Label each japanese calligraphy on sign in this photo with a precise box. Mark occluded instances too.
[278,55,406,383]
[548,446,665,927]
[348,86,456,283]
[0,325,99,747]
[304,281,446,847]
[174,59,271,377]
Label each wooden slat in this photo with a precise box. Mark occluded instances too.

——

* Exercise brief
Reproduce each of the entries above word for word.

* Written solution
Label each japanese calligraphy on sign in this photo with a precise box. Mark occluded instances too.
[278,55,406,383]
[548,446,665,927]
[348,86,456,283]
[0,325,99,747]
[304,281,446,847]
[174,59,271,377]
Label each wooden slat in this photo with a precise box. Mark occluded instances too.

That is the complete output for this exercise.